• _Testo estratto_:
=-=-=
«Da un punto di vista europeo, il Trattato transatlantico Ttip è assolutamente utile per far crescere la nostra economia. È un bene per quella tedesca e per tutta l’Europa, dobbiamo far presto». Parola di Angela Merkel che, accogliendo il presidente Usa Obama ad Hannover, ha auspicato che i negoziatori europei, rinchiusi da ieri in un convention center di New York per far avanzare le trattative, «possano consegnarci un accordo ampio e ambizioso entro l’estate». Poco importa se in oltre 90mila nella città tedesca abbiano marciato contro il trattato, che minaccia di spostare dalla democrazia rappresentativa a riservati consessi di esperti di Usa e Ue, sponsorizzati dalle grandi corporation, la decisione sulla qualità e la liberalizzazione di prodotti e servizi, ma anche sulla convenienza o meno di mantenere pezzi interi di welfare e di protezione dell’ambiente, alla sola luce dei loro costi per le aziende.

Completamente ignorato l’appello di fermare il negoziato lanciato da Barcellona il 21 e 22 aprile scorsi da qualche centinaio di quegli oltre 1.200 sindaci e presidenti di Regione in Europa che si sono dichiarati #fuorittip. Eppure anche in Italia ormai si viaggia oltre i 50 enti locali, da Milano a Brindisi, da Livorno a Civitavecchia, da Cuneo a Tricase, alle regioni Abruzzo, Toscana, Puglia e Val D’Aosta, che hanno espresso la loro preoccupazione sostenendo la petizione «Fuori il Ttip dalla mia città», lanciata dalla Campagna stop Ttip, e ribadendola con un atto ufficiale.

Gli interessi di Usa e Ue che si confrontano in queste ore tra i grattacieli della metropoli Usa sono ancora lontanissimi. Ci sono «barriere tecniche al commercio» e «misure sanitarie e fitosanitarie» che l’opinione pubblica europea sta tenendo sotto costante osservazione, ma che i gruppi di interessi vorrebbero cancellare. Parliamo della sicurezza alimentare, come il bando degli Ogm per l’alimentazione umana e l’obbligo della certificazione dell’origine del bestiame. Si discute sulla protezione ambientale, sulla chimica, e anche di farmaci e cosmetici: troppi controlli, troppi certificati da produrre in Europa, e non si è ancora arrivati a definire un modello di nuovo governo di standard comuni e non problematici per il commercio – la cosiddetta cooperazione regolatoria – proprio sotto la forte pressione di associazioni, sindacati, di alcuni parlamenti, come quello francese, e di molti enti locali.
=-=-=
• _Righe_:
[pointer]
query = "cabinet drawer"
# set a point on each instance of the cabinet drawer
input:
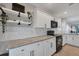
(19, 51)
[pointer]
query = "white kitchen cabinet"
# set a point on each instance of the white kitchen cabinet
(42, 19)
(39, 49)
(76, 40)
(43, 48)
(70, 39)
(19, 51)
(49, 47)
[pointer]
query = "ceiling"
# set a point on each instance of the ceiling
(62, 10)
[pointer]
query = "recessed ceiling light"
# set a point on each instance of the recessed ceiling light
(65, 12)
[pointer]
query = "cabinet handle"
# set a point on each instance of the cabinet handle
(32, 53)
(51, 44)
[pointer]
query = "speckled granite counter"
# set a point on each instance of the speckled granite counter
(5, 45)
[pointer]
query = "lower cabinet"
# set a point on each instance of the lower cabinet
(72, 39)
(43, 48)
(49, 47)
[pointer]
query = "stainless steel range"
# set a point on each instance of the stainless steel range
(58, 40)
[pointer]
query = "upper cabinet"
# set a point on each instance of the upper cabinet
(42, 19)
(22, 14)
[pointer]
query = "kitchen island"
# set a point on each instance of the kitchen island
(13, 45)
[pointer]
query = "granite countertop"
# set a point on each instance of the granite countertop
(21, 42)
(6, 45)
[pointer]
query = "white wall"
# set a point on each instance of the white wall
(14, 31)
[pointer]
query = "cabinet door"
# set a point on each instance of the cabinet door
(70, 39)
(39, 49)
(49, 47)
(52, 47)
(64, 39)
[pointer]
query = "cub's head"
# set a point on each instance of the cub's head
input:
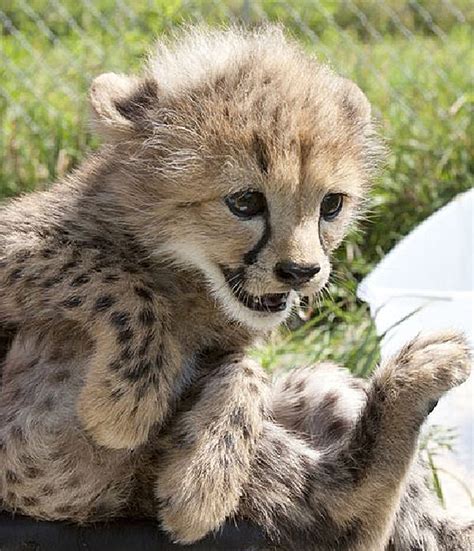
(243, 158)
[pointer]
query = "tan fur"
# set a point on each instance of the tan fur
(127, 388)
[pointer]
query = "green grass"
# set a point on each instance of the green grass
(415, 71)
(413, 60)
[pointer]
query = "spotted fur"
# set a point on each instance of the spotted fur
(126, 382)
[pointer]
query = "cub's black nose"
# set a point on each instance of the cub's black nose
(295, 274)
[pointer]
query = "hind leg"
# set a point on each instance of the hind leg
(322, 403)
(49, 466)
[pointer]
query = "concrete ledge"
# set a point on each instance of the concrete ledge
(19, 533)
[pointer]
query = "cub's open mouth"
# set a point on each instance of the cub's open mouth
(270, 303)
(273, 302)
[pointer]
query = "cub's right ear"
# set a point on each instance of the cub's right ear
(120, 104)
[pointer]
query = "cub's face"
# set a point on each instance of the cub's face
(251, 175)
(261, 231)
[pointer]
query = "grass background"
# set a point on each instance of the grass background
(413, 58)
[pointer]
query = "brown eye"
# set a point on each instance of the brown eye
(331, 206)
(246, 204)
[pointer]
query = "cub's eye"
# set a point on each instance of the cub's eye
(331, 206)
(246, 204)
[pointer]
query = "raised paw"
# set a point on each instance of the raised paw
(431, 365)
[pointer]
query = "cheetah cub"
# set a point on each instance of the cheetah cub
(131, 291)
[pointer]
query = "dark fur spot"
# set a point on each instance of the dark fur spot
(120, 319)
(48, 252)
(125, 335)
(59, 376)
(144, 293)
(72, 302)
(253, 388)
(30, 501)
(329, 401)
(126, 354)
(51, 281)
(116, 365)
(147, 317)
(138, 371)
(68, 265)
(64, 509)
(47, 490)
(15, 275)
(110, 278)
(22, 256)
(47, 404)
(117, 393)
(229, 442)
(17, 434)
(145, 345)
(33, 472)
(103, 303)
(338, 428)
(80, 280)
(11, 477)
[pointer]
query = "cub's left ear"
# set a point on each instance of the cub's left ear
(355, 103)
(119, 103)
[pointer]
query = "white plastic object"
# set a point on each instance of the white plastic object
(426, 283)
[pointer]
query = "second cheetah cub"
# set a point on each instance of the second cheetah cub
(131, 291)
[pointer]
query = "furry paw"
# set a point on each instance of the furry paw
(431, 365)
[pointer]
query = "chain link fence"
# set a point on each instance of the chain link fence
(410, 56)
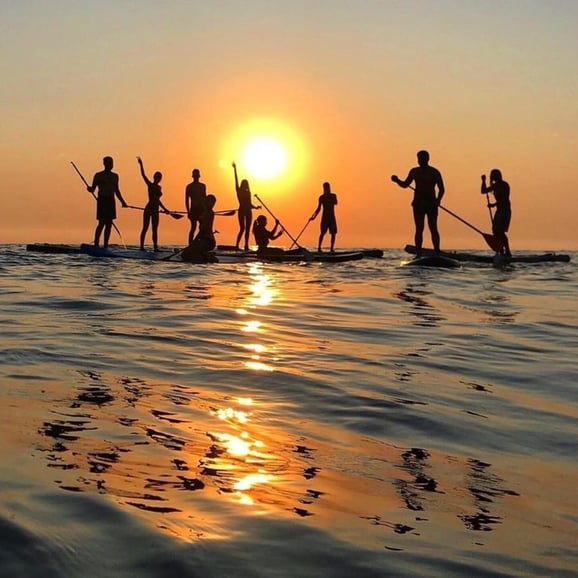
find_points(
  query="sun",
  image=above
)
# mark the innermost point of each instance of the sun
(265, 158)
(270, 153)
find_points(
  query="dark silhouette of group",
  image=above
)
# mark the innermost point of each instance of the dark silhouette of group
(425, 180)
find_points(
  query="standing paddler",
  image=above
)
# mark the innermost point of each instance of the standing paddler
(425, 201)
(503, 215)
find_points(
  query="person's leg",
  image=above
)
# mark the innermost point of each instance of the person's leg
(247, 225)
(419, 221)
(241, 229)
(98, 232)
(145, 227)
(155, 230)
(107, 229)
(192, 230)
(432, 221)
(507, 251)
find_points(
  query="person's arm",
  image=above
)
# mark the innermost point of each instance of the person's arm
(316, 211)
(236, 177)
(163, 207)
(485, 189)
(274, 233)
(92, 188)
(441, 187)
(187, 200)
(119, 194)
(143, 175)
(405, 183)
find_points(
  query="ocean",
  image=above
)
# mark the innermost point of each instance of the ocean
(286, 420)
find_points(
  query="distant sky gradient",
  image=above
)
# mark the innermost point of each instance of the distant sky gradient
(355, 87)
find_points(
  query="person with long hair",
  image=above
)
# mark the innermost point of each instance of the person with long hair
(154, 204)
(263, 235)
(503, 215)
(245, 210)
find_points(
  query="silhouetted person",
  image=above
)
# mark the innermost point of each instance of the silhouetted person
(501, 219)
(263, 235)
(245, 210)
(327, 202)
(199, 251)
(107, 184)
(425, 203)
(195, 197)
(151, 210)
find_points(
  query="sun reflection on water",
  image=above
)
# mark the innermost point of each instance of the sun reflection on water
(240, 454)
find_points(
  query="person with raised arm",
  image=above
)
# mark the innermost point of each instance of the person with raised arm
(503, 215)
(327, 202)
(425, 203)
(106, 182)
(195, 198)
(245, 210)
(154, 204)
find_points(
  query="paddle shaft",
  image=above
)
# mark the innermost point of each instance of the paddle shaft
(493, 242)
(301, 232)
(95, 197)
(172, 214)
(462, 220)
(277, 220)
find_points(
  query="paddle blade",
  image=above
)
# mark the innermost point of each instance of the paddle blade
(494, 243)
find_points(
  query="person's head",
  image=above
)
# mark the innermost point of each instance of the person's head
(422, 158)
(495, 175)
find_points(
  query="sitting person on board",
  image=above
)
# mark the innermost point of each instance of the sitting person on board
(151, 210)
(424, 203)
(107, 184)
(503, 215)
(245, 210)
(195, 197)
(327, 202)
(200, 250)
(263, 235)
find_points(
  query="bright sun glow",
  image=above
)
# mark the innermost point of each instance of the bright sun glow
(269, 153)
(265, 158)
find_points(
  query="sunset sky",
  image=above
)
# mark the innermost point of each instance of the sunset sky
(349, 90)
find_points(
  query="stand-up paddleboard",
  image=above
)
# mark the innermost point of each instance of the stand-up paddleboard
(120, 253)
(439, 261)
(53, 248)
(479, 258)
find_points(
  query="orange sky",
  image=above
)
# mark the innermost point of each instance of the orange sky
(360, 88)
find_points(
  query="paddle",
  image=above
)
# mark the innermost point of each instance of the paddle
(487, 199)
(174, 214)
(224, 213)
(302, 230)
(305, 251)
(494, 243)
(95, 197)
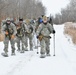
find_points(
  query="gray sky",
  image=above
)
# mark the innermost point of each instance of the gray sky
(54, 6)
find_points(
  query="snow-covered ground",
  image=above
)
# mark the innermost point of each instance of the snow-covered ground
(29, 63)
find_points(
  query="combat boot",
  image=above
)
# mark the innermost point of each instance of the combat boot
(13, 52)
(48, 54)
(5, 54)
(22, 51)
(42, 56)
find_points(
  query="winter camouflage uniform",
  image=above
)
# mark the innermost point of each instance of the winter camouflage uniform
(43, 34)
(11, 30)
(20, 36)
(29, 34)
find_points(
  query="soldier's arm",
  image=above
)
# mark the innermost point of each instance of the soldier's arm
(3, 31)
(51, 28)
(15, 30)
(39, 30)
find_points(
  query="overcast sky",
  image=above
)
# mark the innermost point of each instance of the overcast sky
(54, 6)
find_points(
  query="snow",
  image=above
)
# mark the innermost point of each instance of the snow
(29, 63)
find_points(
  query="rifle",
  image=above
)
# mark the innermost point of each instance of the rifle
(9, 33)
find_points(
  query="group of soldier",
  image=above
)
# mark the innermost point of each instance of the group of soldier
(23, 30)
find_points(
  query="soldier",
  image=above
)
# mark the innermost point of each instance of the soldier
(29, 34)
(43, 34)
(20, 35)
(9, 32)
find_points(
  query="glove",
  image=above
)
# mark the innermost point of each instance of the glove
(37, 37)
(53, 31)
(12, 36)
(6, 33)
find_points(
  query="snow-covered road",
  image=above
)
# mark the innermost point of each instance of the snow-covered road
(29, 63)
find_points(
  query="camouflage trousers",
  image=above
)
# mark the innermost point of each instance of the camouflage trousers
(20, 42)
(45, 45)
(6, 43)
(30, 43)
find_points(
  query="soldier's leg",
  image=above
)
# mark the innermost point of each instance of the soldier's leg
(42, 51)
(26, 43)
(12, 41)
(22, 42)
(31, 42)
(47, 47)
(18, 44)
(6, 42)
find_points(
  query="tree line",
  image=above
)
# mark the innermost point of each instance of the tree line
(67, 14)
(21, 8)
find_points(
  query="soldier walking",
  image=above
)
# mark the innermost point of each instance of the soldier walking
(9, 32)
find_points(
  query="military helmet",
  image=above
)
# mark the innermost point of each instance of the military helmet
=-=-=
• _Serie di compiti_:
**A.** Secondo il testo sul Ttip, quante persone hanno marciato contro il trattato nella città tedesca che ha accolto Obama?
**B.** Restituisci senza modifiche il passo del testo sul Ttip che va da "Completamente ignorato l’appello" a "un atto ufficiale.".

• _Risposte ai compiti_:
**A.** Oltre 90mila.

**B.**
Completamente ignorato l’appello di fermare il negoziato lanciato da Barcellona il 21 e 22 aprile scorsi da qualche centinaio di quegli oltre 1.200 sindaci e presidenti di Regione in Europa che si sono dichiarati #fuorittip. Eppure anche in Italia ormai si viaggia oltre i 50 enti locali, da Milano a Brindisi, da Livorno a Civitavecchia, da Cuneo a Tricase, alle regioni Abruzzo, Toscana, Puglia e Val D’Aosta, che hanno espresso la loro preoccupazione sostenendo la petizione «Fuori il Ttip dalla mia città», lanciata dalla Campagna stop Ttip, e ribadendola con un atto ufficiale.